Every record below must be returned word for word, with the pictures left out.

========

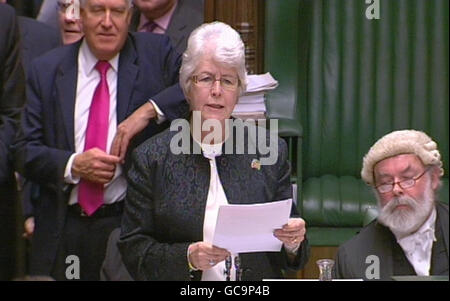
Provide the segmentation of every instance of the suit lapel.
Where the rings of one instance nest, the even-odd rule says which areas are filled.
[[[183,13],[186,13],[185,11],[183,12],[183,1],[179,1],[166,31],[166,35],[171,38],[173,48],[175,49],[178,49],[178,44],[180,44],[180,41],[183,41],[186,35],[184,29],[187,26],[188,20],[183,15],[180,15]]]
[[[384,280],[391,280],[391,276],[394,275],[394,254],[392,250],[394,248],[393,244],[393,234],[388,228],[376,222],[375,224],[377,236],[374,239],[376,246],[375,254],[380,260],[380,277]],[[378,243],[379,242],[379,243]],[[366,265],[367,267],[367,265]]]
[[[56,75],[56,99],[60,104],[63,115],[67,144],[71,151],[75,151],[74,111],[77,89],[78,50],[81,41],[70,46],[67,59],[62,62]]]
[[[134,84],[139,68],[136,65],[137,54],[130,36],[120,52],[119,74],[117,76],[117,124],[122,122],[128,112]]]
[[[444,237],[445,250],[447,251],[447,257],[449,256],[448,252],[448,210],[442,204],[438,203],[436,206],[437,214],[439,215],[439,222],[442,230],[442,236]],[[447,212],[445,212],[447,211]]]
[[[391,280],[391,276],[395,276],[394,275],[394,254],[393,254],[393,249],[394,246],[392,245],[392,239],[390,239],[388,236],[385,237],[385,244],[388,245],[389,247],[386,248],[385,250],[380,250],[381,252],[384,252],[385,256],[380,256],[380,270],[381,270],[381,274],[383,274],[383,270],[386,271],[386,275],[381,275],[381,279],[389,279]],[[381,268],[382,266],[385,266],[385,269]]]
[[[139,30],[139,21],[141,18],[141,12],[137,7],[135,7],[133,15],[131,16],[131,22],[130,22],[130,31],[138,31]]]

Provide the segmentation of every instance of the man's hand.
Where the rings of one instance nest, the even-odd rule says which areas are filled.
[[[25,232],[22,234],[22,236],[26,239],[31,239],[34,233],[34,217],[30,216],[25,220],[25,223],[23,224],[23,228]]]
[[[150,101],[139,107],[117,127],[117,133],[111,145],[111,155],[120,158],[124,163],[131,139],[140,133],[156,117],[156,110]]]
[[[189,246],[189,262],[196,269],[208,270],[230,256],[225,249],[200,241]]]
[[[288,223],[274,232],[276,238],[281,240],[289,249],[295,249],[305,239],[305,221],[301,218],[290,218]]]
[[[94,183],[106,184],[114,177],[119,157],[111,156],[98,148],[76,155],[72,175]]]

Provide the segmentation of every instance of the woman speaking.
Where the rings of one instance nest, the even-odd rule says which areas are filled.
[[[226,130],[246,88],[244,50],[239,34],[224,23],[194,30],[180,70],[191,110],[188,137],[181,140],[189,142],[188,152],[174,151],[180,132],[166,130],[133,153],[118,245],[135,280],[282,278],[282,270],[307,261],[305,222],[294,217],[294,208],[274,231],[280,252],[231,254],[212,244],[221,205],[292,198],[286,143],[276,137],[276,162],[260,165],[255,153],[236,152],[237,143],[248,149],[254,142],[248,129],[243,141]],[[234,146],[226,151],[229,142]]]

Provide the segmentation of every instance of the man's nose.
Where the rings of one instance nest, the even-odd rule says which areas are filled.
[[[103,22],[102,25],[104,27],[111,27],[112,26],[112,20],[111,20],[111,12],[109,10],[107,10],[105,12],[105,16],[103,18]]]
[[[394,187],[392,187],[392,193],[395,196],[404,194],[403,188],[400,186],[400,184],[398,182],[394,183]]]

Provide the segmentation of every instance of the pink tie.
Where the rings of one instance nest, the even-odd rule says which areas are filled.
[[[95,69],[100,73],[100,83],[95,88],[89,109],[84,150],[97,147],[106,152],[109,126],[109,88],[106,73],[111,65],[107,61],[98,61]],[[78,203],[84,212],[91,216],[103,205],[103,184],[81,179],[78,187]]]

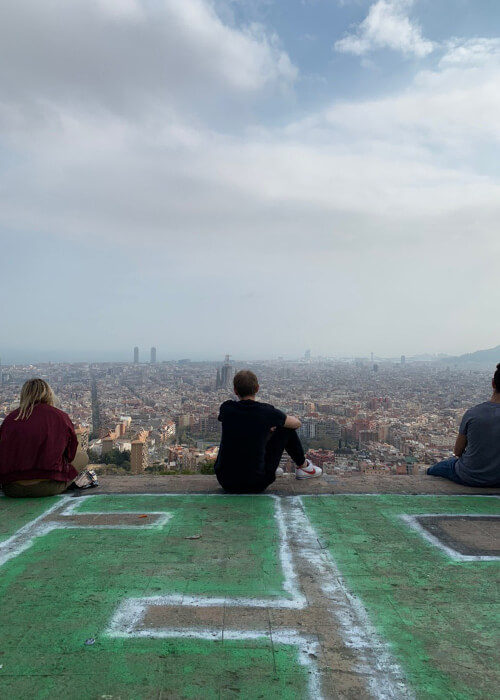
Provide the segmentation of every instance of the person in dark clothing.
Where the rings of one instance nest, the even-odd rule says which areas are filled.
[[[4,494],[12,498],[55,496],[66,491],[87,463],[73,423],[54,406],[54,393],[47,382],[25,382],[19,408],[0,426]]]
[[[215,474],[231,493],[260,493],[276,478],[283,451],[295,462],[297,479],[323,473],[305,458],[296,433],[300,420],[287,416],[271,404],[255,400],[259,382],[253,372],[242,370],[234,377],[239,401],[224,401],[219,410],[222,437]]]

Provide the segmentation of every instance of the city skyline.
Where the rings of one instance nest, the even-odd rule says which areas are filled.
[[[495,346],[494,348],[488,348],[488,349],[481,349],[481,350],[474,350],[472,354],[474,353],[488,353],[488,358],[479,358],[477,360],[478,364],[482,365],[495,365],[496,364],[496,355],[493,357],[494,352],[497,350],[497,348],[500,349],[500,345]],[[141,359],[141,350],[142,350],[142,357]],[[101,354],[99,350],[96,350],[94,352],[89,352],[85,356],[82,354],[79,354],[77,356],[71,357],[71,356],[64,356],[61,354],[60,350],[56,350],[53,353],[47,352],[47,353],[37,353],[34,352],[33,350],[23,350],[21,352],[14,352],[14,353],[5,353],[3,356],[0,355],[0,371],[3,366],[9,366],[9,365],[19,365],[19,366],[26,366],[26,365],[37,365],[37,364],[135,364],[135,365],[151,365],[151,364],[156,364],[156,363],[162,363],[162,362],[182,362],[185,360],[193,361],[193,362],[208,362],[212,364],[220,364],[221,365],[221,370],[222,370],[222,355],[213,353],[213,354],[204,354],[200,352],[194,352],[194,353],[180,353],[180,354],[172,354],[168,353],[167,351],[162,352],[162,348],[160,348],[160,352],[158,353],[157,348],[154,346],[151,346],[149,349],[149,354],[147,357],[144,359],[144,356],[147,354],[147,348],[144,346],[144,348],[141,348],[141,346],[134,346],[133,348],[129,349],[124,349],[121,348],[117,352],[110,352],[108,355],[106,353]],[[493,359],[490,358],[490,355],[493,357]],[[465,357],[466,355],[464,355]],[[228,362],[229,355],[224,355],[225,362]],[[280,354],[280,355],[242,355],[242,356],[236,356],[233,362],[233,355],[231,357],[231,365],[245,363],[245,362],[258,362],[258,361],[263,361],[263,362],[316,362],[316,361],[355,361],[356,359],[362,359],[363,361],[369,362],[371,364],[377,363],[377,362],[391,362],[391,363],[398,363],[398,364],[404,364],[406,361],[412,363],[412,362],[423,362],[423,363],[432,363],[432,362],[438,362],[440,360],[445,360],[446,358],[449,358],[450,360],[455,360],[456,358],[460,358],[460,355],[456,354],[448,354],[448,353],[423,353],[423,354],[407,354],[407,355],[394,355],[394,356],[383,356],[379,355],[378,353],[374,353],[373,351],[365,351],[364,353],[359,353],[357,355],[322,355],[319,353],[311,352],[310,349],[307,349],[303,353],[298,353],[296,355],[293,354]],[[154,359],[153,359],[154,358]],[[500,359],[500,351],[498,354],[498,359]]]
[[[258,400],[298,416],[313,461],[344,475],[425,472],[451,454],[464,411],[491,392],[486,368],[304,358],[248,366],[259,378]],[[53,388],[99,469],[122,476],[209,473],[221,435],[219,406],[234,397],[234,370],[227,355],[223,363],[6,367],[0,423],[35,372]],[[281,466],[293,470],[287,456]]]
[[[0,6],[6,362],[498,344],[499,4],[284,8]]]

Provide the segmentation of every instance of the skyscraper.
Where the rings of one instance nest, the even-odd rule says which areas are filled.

========

> Completed exercise:
Provide the segmentation of every instance of the suit lapel.
Where the rings of one instance nest, the even-odd rule says which areas are filled.
[[[183,13],[186,13],[185,11],[183,12],[183,1],[179,1],[166,31],[166,35],[171,38],[173,48],[175,49],[178,49],[178,44],[180,44],[180,41],[183,41],[186,35],[184,29],[187,26],[188,20],[183,15],[180,15]]]
[[[384,280],[391,280],[391,276],[394,275],[394,254],[392,250],[394,248],[393,244],[393,234],[388,228],[376,222],[375,224],[377,236],[374,239],[376,246],[375,254],[380,260],[380,277]],[[378,243],[379,242],[379,243]],[[366,265],[367,267],[367,265]]]
[[[56,75],[56,99],[60,104],[63,115],[67,144],[71,151],[75,151],[74,111],[77,89],[78,50],[81,41],[70,46],[67,59],[62,62]]]
[[[134,84],[139,68],[136,65],[137,54],[130,36],[120,52],[119,74],[117,76],[117,124],[122,122],[128,112]]]
[[[444,237],[445,250],[447,251],[447,257],[449,256],[448,252],[448,210],[442,204],[438,203],[436,206],[437,214],[439,215],[439,222],[442,230],[442,236]],[[447,212],[445,212],[447,211]]]
[[[391,280],[391,276],[395,276],[394,275],[394,254],[393,254],[393,249],[394,246],[392,245],[392,239],[390,239],[388,236],[385,237],[385,244],[388,245],[389,247],[386,248],[385,250],[380,250],[381,252],[384,252],[385,256],[380,256],[380,270],[381,270],[381,274],[383,274],[383,270],[386,271],[386,275],[381,275],[381,279],[389,279]],[[381,268],[382,266],[385,266],[385,269]]]
[[[139,30],[139,21],[141,18],[141,12],[137,7],[135,7],[133,15],[131,16],[131,22],[130,22],[130,31],[138,31]]]

Provide the segmentation of every instance of the man's hand.
Where the rings of one instance nest, the even-odd rule says which areas are filled.
[[[25,232],[22,234],[22,236],[26,239],[31,239],[34,233],[34,217],[30,216],[25,220],[25,223],[23,224],[23,228]]]
[[[150,101],[139,107],[117,127],[117,133],[111,145],[111,155],[120,158],[124,163],[131,139],[140,133],[156,117],[156,110]]]
[[[189,246],[189,262],[196,269],[208,270],[230,256],[225,249],[200,241]]]
[[[288,223],[274,232],[276,238],[281,240],[289,249],[295,249],[305,239],[305,221],[301,218],[290,218]]]
[[[94,183],[106,184],[114,177],[119,157],[111,156],[98,148],[76,155],[72,175]]]

Provide the segmentation of every instance of the woman speaking.
Where the rings of one instance nest, the even-odd rule says which areas are filled.
[[[226,130],[246,88],[244,50],[239,34],[224,23],[194,30],[180,70],[191,110],[188,137],[181,140],[189,142],[188,152],[174,151],[180,132],[166,130],[133,153],[118,245],[135,280],[282,278],[282,270],[307,261],[305,222],[294,217],[294,208],[274,231],[280,252],[231,254],[212,244],[221,205],[292,198],[286,143],[276,137],[276,162],[260,165],[255,153],[236,152],[237,143],[248,149],[254,142],[248,129],[243,141]],[[234,146],[226,151],[229,142]]]

Provide the segmentation of every instance of the man's nose.
Where the rings of one instance nest, the even-odd rule says which areas are filled.
[[[103,22],[102,25],[104,27],[111,27],[112,26],[112,20],[111,20],[111,12],[109,10],[107,10],[105,12],[105,16],[103,18]]]
[[[394,187],[392,187],[392,193],[395,196],[404,194],[403,188],[400,186],[400,184],[398,182],[394,183]]]

Provide the segmentation of every instance of the pink tie.
Where the rings of one instance nest, the even-odd rule says which areas are filled.
[[[95,69],[100,73],[100,83],[95,88],[89,109],[84,150],[97,147],[106,152],[109,126],[109,88],[106,73],[111,65],[107,61],[98,61]],[[78,203],[84,212],[91,216],[103,205],[103,184],[81,179],[78,187]]]

Provide the segmentation of every instance of the person in dark clothing.
Where the rings of one instance nest, the even-odd rule says which areas are filled.
[[[4,494],[12,498],[55,496],[66,491],[87,463],[73,423],[54,406],[54,393],[47,382],[25,382],[19,408],[0,426]]]
[[[215,474],[231,493],[260,493],[276,478],[283,451],[295,462],[297,479],[323,473],[305,458],[296,433],[300,420],[287,416],[271,404],[255,400],[259,382],[253,372],[242,370],[234,377],[239,401],[224,401],[219,410],[222,437]]]

Provide the segmentation of every instance of the city skyline.
Where the rings of one instance nest, the even-odd rule says which areas are filled.
[[[495,346],[494,348],[488,348],[488,349],[481,349],[481,350],[474,350],[472,354],[474,353],[488,353],[488,358],[479,358],[477,360],[478,364],[482,365],[495,365],[496,364],[496,355],[493,357],[494,352],[497,350],[497,348],[500,349],[500,345]],[[141,359],[141,350],[142,350],[142,357]],[[101,354],[99,350],[96,350],[94,352],[89,352],[85,356],[82,354],[79,354],[77,356],[71,357],[71,356],[64,356],[61,354],[60,350],[56,350],[53,353],[47,352],[47,353],[37,353],[34,352],[33,350],[23,350],[21,352],[14,352],[14,353],[5,353],[3,356],[0,355],[0,371],[3,366],[9,366],[9,365],[19,365],[19,366],[26,366],[26,365],[37,365],[37,364],[135,364],[135,365],[151,365],[151,364],[156,364],[156,363],[162,363],[162,362],[182,362],[185,360],[193,361],[193,362],[208,362],[212,364],[220,364],[221,365],[221,370],[222,370],[222,355],[213,353],[213,354],[204,354],[200,352],[194,352],[194,353],[180,353],[180,354],[172,354],[168,353],[167,351],[162,352],[162,348],[160,348],[160,352],[158,353],[157,348],[154,346],[151,346],[149,349],[149,354],[147,357],[144,359],[144,356],[147,354],[147,348],[144,346],[144,348],[141,348],[141,346],[134,346],[133,348],[129,349],[124,349],[121,348],[117,352],[110,352],[108,355],[106,353]],[[493,359],[490,358],[490,355],[493,357]],[[465,357],[466,355],[464,355]],[[228,362],[229,355],[224,355],[225,362]],[[280,354],[280,355],[242,355],[242,356],[236,356],[233,362],[233,355],[231,357],[231,365],[245,363],[245,362],[258,362],[258,361],[263,361],[263,362],[316,362],[316,361],[355,361],[356,359],[362,359],[363,361],[369,362],[371,364],[377,363],[377,362],[391,362],[391,363],[398,363],[398,364],[404,364],[406,361],[412,363],[412,362],[423,362],[423,363],[432,363],[432,362],[438,362],[440,360],[445,360],[446,358],[449,358],[450,360],[455,360],[456,358],[460,358],[460,355],[456,354],[448,354],[448,353],[423,353],[423,354],[407,354],[407,355],[394,355],[394,356],[383,356],[379,355],[378,353],[374,353],[373,351],[365,351],[364,353],[359,353],[357,355],[322,355],[319,353],[311,352],[310,349],[307,349],[303,353],[298,353],[296,355],[293,354]],[[154,359],[153,359],[154,358]],[[500,359],[500,351],[498,354],[498,359]]]
[[[258,400],[298,416],[313,461],[344,475],[425,472],[451,454],[464,411],[491,392],[486,368],[304,358],[248,366],[259,378]],[[53,388],[99,469],[122,476],[209,473],[221,435],[219,406],[234,397],[234,370],[227,355],[223,363],[6,367],[0,423],[35,372]],[[281,466],[293,470],[287,456]]]
[[[0,6],[6,362],[498,344],[499,4],[284,8]]]

Provide the segmentation of every instance of the skyscraper.
Where the rings of one instance nest, the even-odd rule says which areas are filled.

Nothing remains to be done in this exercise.